### Task details
Please count the lines in the items below that contain the word "overcast" and reply with only that number.

── Material shown

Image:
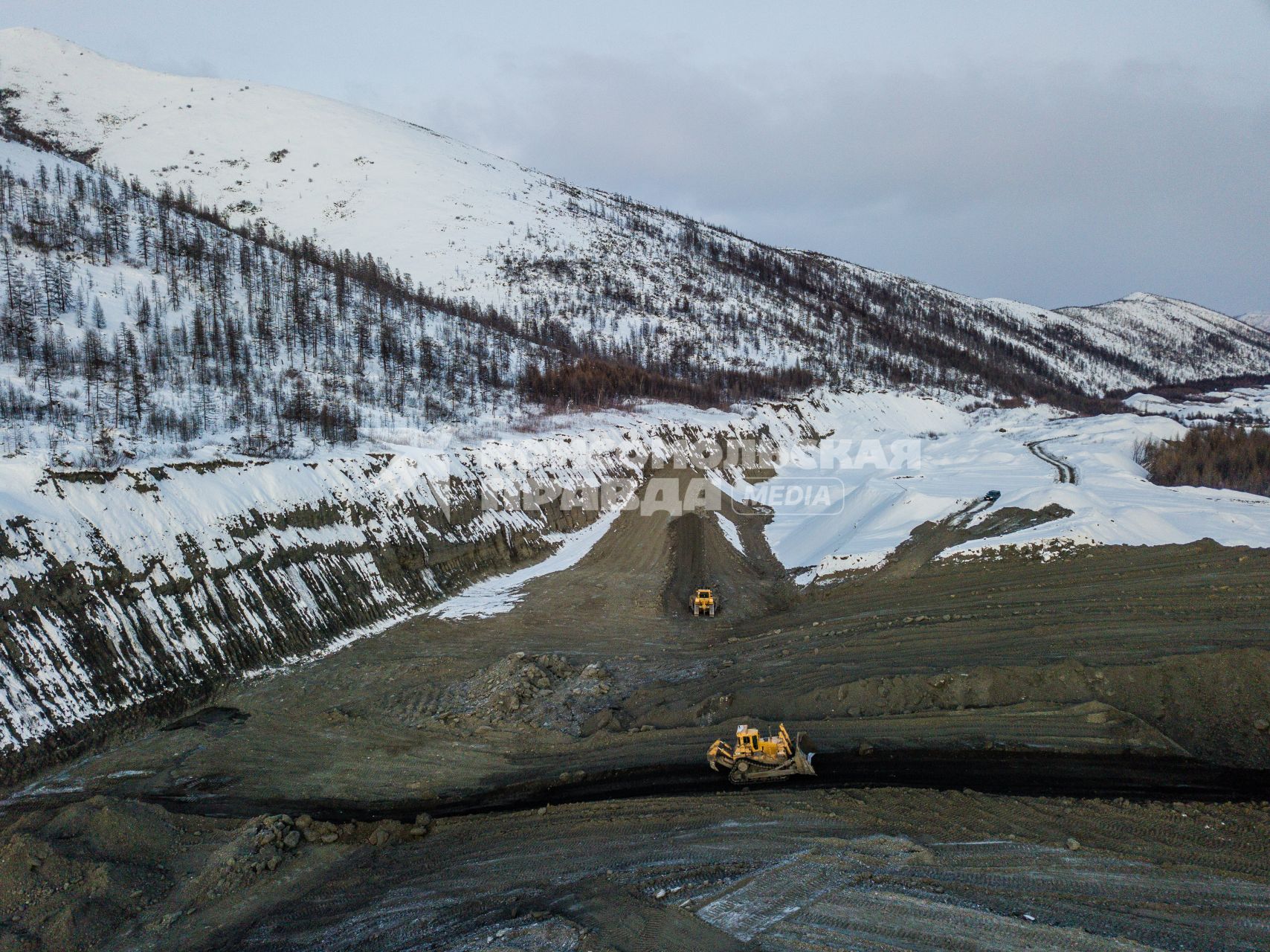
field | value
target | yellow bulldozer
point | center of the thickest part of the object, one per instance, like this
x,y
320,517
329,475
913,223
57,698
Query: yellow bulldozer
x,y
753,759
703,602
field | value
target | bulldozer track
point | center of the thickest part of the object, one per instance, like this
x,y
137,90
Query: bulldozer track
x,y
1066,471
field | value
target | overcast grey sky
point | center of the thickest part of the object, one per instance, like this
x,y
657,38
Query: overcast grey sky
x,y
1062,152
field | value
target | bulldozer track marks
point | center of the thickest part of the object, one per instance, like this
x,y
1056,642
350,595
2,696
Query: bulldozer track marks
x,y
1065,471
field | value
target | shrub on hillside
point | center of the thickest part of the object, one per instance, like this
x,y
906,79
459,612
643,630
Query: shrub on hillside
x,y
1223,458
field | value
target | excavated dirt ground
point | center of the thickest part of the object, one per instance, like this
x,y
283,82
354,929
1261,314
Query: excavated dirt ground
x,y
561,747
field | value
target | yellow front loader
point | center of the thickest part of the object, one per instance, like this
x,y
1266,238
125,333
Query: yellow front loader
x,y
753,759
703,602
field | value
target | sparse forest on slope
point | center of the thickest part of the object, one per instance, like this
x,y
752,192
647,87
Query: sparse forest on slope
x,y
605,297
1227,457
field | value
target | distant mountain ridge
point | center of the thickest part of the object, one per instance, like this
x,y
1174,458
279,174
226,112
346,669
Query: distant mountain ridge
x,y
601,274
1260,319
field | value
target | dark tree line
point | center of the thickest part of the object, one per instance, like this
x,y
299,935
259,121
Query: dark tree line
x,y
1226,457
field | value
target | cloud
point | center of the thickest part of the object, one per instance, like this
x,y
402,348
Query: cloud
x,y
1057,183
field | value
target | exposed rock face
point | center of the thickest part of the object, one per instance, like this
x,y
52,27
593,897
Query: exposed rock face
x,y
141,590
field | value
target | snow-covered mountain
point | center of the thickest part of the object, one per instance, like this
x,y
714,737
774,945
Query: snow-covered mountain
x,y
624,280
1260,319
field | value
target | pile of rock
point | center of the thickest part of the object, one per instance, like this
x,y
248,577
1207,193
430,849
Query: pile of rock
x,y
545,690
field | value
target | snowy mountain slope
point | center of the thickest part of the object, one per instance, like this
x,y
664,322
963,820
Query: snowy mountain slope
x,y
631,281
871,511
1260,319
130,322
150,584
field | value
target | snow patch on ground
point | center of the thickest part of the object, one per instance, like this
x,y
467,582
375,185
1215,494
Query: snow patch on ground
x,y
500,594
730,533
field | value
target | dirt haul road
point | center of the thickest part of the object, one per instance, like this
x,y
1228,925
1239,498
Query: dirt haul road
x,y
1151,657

────
── Material shown

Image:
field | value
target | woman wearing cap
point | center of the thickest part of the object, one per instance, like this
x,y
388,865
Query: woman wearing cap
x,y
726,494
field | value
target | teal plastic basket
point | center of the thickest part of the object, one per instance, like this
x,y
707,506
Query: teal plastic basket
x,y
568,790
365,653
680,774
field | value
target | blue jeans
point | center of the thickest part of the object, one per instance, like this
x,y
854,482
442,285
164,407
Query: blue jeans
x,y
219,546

────
── Material shown

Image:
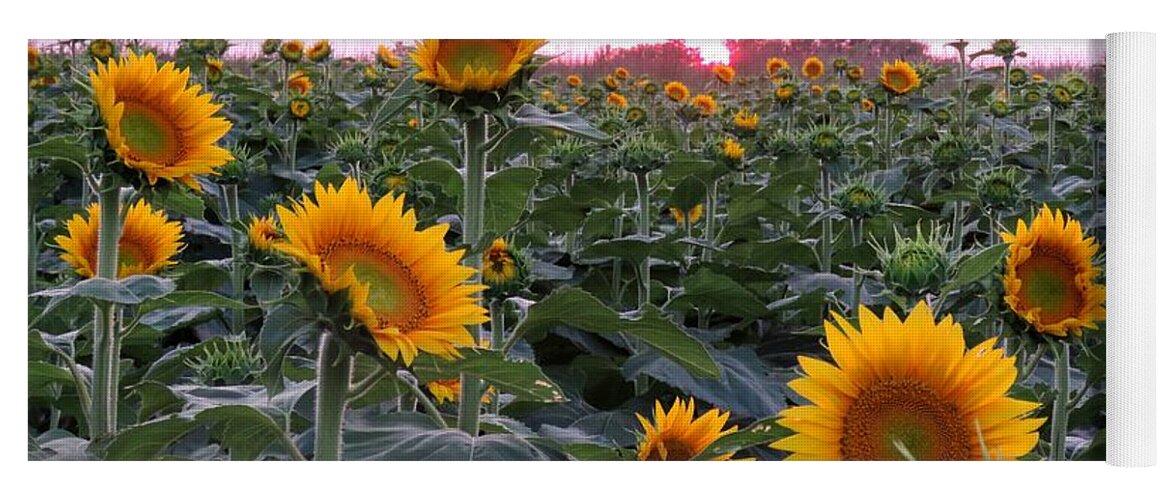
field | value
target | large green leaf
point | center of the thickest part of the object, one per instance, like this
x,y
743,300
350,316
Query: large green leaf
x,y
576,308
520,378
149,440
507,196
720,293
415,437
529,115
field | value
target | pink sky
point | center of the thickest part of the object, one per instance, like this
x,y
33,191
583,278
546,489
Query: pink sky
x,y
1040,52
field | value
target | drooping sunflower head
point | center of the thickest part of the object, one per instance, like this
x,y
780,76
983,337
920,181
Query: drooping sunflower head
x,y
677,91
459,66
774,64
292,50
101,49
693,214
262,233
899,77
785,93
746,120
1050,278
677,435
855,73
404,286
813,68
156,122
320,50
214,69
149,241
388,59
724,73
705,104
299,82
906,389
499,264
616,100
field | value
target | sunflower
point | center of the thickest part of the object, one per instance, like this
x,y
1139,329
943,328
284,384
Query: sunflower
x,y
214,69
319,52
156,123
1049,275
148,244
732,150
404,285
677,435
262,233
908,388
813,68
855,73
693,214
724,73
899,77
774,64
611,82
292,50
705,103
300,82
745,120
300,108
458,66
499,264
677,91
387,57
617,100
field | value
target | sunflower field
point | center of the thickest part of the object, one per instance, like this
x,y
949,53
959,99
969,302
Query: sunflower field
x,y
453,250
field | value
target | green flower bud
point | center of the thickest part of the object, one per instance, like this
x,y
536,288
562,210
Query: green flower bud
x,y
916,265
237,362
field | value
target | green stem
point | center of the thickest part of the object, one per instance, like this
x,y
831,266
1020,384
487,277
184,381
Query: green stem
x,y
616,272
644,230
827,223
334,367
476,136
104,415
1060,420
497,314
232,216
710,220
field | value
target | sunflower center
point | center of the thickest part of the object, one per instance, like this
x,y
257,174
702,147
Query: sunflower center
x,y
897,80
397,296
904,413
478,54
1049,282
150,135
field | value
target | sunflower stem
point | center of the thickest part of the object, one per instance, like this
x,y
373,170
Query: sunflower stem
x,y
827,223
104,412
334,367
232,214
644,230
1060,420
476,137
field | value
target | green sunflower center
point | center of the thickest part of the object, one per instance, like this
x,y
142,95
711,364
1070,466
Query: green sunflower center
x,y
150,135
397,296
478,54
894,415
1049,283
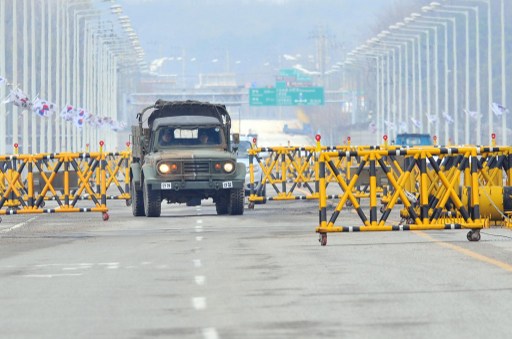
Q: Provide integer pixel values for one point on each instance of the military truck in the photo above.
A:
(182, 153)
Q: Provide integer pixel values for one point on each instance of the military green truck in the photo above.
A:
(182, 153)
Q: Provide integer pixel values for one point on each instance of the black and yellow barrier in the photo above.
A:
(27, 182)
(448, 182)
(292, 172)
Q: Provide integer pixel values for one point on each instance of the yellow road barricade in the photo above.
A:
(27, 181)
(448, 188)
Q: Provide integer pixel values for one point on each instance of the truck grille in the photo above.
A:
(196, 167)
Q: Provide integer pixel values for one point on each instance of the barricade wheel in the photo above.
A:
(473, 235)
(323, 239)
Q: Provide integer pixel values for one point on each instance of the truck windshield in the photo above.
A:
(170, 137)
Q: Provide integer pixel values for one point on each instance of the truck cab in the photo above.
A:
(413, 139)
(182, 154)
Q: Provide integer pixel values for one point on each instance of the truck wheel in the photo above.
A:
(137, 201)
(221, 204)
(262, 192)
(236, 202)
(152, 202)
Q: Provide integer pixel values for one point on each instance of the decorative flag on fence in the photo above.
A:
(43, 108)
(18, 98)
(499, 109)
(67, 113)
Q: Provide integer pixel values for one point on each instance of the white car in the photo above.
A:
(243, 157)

────

### Task output
2